::: Text shown

Words by HFV alumnus Adam Stump
After attending a Huts For Vets trip in late June and early July, I left coming away wondering why years of therapy failed time and time again.
When I returned from deployment in 2011, I went to therapy after having a breakdown. In 2013, it was the same. Both times, I came back from deployment with a heavy heart and mind.
Over the years, I had a roller coaster of ups and downs. When I heard about a death or suicide, I plunged into depression. The latest episode was in 2018, when I learned the facts behind someone I served with who died by suicide.
Each time I sought professional advice, I tried to follow the counselor’s advice. I attended appointments regularly. I listened to and followed instructions. But each time, I came away no better off. I could not figure out why because I genuinely wanted to get better for my family and myself.
Following the Huts For Vets trip, Founder and Executive Director Paul Anderson sent me a copy of Dr. Gerald Alpern’s book, Vets For Vets: Harnessing the Power of Vets to Heal. I was in the midst of reading The Nature Fix by Florence Williams, learning about the power of nature in making us happier. Alpern’s book went to the on-deck circle.
Once I started Vets For Vets, my years of searching for answers ended. The words jumped off the page. The days spent with our group all made sense.
Huts For Vets works for certain Veterans because we can harness the greatest healing power of all: our fellow Veterans. This is one of the key themes of Alpern’s book.
“There are a multitude of benefits for vets for spending time with others who not only share their horrific experiences but, more importantly, can also identify with their having evolved into people so alien to their pre-military selves. Vets share a culture, a set of values and even a language that they understand to be completely foreign and absolutely unlearnable to civilians.”
As I read that passage, I understood the shortcomings of previous failed attempts working with civilian mental health providers. While they tried, they couldn’t succeed because I didn’t trust them. My lack of trust wasn’t their fault. My 20 years of service created a culture and mindset where I needed the help of fellow Veterans. Part of this became clear as I read further.
“They knew their fellow vets not only would not judge them, but also would, in fact, applaud them for telling the kinds of truths they themselves were keeping inside. The telling of such long-buried stories frequently paved the way for others in the group to give voice to their own sorrowful fate.”

::::::

**Complete the following:**
1 - In the essay about Huts For Vets, which book did Paul Anderson send the writer after the trip?
2 - Write a continuation of the essay about Huts For Vets, starting after its final paragraph.
The lines after this come from a different source than the essay about Huts For Vets.

::: Data extracts

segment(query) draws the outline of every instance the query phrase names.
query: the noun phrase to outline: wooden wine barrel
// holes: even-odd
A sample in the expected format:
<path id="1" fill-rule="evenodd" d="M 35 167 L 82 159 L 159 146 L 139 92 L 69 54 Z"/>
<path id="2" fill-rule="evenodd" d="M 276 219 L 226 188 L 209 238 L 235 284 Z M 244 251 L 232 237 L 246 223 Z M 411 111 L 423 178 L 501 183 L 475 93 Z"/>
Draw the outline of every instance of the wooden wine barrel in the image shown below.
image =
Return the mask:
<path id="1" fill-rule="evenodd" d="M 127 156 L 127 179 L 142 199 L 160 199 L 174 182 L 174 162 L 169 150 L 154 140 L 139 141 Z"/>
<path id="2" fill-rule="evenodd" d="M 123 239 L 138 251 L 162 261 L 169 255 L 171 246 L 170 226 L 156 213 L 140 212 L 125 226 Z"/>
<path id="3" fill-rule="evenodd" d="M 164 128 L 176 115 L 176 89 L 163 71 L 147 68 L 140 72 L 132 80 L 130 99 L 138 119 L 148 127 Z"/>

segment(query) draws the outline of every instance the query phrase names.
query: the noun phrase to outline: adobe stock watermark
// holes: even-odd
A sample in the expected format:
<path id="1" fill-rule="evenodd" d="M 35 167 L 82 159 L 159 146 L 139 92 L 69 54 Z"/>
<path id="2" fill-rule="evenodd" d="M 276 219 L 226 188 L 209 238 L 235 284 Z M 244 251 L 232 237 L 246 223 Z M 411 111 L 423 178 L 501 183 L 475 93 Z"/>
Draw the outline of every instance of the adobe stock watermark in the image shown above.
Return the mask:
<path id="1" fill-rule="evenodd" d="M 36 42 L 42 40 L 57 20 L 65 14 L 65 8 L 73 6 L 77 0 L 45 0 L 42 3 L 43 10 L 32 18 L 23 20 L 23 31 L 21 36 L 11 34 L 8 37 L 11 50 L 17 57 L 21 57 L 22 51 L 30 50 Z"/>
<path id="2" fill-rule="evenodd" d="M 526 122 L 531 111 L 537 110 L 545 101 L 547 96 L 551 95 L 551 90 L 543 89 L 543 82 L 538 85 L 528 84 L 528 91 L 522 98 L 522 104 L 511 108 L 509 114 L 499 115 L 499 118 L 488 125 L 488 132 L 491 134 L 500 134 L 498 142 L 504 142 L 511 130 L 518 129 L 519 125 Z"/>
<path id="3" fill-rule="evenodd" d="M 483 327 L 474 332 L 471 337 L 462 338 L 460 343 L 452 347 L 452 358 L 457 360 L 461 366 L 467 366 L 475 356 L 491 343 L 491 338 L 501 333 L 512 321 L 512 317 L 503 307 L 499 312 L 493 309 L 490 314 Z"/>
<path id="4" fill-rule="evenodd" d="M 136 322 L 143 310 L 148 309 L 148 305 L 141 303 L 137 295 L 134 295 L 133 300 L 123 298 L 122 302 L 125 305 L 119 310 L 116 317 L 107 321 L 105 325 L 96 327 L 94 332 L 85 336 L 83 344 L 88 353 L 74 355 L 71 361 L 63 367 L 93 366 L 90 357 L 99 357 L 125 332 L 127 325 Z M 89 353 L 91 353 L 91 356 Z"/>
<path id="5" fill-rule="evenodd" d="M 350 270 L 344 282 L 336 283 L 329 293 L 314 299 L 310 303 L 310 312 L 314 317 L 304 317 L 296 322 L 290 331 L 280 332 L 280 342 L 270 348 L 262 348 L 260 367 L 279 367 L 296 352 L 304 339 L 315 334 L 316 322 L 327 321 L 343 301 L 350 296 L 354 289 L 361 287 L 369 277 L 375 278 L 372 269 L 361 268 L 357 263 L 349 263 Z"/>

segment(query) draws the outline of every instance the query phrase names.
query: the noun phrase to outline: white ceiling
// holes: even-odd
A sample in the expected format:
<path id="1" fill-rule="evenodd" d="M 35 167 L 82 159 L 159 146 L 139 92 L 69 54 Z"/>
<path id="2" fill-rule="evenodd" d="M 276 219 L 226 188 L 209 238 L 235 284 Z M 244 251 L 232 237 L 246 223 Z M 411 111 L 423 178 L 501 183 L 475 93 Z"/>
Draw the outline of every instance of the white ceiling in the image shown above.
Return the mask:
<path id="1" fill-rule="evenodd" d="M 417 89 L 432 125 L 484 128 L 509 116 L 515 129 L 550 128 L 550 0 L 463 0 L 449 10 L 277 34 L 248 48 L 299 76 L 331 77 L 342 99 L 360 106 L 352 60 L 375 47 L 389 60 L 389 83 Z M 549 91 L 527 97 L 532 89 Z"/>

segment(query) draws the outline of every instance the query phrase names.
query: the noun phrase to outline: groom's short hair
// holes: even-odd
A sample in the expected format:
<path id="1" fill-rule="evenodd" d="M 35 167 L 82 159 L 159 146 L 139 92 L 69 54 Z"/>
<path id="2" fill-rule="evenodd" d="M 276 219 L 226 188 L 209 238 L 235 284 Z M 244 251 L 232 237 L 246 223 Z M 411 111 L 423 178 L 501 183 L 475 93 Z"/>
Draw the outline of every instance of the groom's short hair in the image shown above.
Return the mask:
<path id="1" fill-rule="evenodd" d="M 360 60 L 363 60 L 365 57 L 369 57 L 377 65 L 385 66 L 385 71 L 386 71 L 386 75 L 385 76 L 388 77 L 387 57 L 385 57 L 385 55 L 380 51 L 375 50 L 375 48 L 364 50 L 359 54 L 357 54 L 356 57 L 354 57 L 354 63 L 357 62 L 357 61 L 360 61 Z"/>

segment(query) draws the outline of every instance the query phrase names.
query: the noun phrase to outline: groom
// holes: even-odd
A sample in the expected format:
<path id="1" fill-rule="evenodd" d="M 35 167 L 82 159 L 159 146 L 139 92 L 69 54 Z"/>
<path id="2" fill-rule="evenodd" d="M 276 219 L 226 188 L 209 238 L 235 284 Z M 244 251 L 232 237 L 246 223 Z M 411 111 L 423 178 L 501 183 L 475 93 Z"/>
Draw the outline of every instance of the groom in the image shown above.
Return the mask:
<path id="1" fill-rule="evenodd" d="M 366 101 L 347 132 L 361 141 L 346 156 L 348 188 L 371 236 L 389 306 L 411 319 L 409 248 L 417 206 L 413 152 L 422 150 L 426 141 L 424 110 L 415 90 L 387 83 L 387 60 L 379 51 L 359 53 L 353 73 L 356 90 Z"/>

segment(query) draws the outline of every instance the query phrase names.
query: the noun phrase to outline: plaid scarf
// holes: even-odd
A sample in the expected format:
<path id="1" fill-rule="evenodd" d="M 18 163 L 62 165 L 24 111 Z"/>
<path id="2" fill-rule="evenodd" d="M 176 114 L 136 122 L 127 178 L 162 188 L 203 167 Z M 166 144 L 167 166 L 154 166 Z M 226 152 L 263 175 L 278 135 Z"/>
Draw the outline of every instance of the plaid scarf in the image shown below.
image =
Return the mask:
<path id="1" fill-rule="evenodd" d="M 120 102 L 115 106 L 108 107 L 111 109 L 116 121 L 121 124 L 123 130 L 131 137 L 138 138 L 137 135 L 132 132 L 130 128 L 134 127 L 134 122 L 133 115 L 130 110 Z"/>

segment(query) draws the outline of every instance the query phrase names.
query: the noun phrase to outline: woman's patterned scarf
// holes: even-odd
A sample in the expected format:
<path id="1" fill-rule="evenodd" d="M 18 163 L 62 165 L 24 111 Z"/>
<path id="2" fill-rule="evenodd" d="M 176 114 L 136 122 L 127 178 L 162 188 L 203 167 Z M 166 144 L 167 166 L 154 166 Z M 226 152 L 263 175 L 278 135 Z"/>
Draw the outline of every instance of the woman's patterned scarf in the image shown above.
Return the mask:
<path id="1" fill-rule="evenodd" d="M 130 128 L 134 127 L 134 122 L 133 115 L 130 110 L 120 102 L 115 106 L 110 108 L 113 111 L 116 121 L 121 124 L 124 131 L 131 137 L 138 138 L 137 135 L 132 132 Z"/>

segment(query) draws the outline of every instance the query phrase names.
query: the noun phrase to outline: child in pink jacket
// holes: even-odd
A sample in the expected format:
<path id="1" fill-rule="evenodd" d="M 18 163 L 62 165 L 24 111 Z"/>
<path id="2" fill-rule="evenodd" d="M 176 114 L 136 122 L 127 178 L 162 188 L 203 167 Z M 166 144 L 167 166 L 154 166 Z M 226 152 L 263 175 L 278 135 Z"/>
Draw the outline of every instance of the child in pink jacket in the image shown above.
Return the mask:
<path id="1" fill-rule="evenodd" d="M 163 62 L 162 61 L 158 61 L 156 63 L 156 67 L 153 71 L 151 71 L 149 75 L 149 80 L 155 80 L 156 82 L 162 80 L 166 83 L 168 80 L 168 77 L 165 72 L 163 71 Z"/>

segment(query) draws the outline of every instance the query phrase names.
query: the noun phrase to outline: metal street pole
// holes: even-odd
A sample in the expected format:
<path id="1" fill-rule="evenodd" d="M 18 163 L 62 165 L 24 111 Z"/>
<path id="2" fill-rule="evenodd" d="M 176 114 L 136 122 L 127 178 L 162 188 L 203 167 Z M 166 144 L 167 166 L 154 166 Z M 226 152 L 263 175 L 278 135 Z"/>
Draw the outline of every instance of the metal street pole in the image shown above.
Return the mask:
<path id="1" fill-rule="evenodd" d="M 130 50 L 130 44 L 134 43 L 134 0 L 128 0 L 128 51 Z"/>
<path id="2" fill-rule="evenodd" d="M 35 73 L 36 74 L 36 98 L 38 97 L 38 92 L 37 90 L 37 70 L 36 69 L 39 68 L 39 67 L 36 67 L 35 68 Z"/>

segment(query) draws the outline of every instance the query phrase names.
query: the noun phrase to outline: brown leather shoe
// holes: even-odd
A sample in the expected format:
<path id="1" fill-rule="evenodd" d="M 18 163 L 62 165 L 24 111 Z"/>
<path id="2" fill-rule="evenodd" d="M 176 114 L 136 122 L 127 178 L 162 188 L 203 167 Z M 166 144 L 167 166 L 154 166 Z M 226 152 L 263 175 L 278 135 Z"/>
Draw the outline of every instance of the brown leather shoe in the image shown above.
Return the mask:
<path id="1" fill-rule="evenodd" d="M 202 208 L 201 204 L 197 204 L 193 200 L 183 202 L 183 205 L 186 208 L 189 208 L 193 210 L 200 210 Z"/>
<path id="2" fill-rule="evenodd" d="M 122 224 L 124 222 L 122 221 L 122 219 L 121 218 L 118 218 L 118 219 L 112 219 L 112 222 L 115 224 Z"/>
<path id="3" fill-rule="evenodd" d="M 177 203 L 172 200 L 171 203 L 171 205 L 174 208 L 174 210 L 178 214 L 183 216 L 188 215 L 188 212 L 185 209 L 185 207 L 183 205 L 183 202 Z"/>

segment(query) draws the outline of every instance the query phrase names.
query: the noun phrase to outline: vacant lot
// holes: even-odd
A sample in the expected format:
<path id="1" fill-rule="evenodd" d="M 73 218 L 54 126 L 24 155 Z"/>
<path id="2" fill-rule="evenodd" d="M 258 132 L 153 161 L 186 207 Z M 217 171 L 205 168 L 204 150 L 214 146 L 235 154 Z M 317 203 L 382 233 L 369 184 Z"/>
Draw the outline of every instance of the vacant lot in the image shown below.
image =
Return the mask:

::::::

**Numbered responses:**
1 - He sent a copy of Dr. Gerald Alpern's book, Vets For Vets: Harnessing the Power of Vets to Heal.

2 -
As I learned on our trip, I learned I wasn’t alone in the difficult struggle with post-traumatic stress and depression. Although all of our experiences differed, sharing helped us realize we all were all on the trip because we all strived to become better versions of ourselves.
Opening up was difficult. We’re trained to keep moving forward, no matter the obstacle. But I owed it to my family. My wife even told me before the trip I needed to do so. When I did, an amazing thing happened. One of the other Veterans opened up about an incredibly difficult time as well. When I heard him open up, it validated sharing helped both of us, something Alpern noted in his book.
“Veterans need absolution. Veterans need to believe that the horrible things they have done are not reflections of their true essences and values but rather the results of being in a war situation that fosters a bestial way of thinking.”
We were subject to incredible difficulties. Even after our service ended, we continued to deal with deep wounds that persisted.
This is why we need programs like Huts For Vets. Some Veterans may actually want the anonymity of talking to a mental health provider who doesn’t understand the military. Some may need other outdoor programs. A Veteran I met recently found his healing through equine therapy, taking care of horses. For each of us, there is a different answer.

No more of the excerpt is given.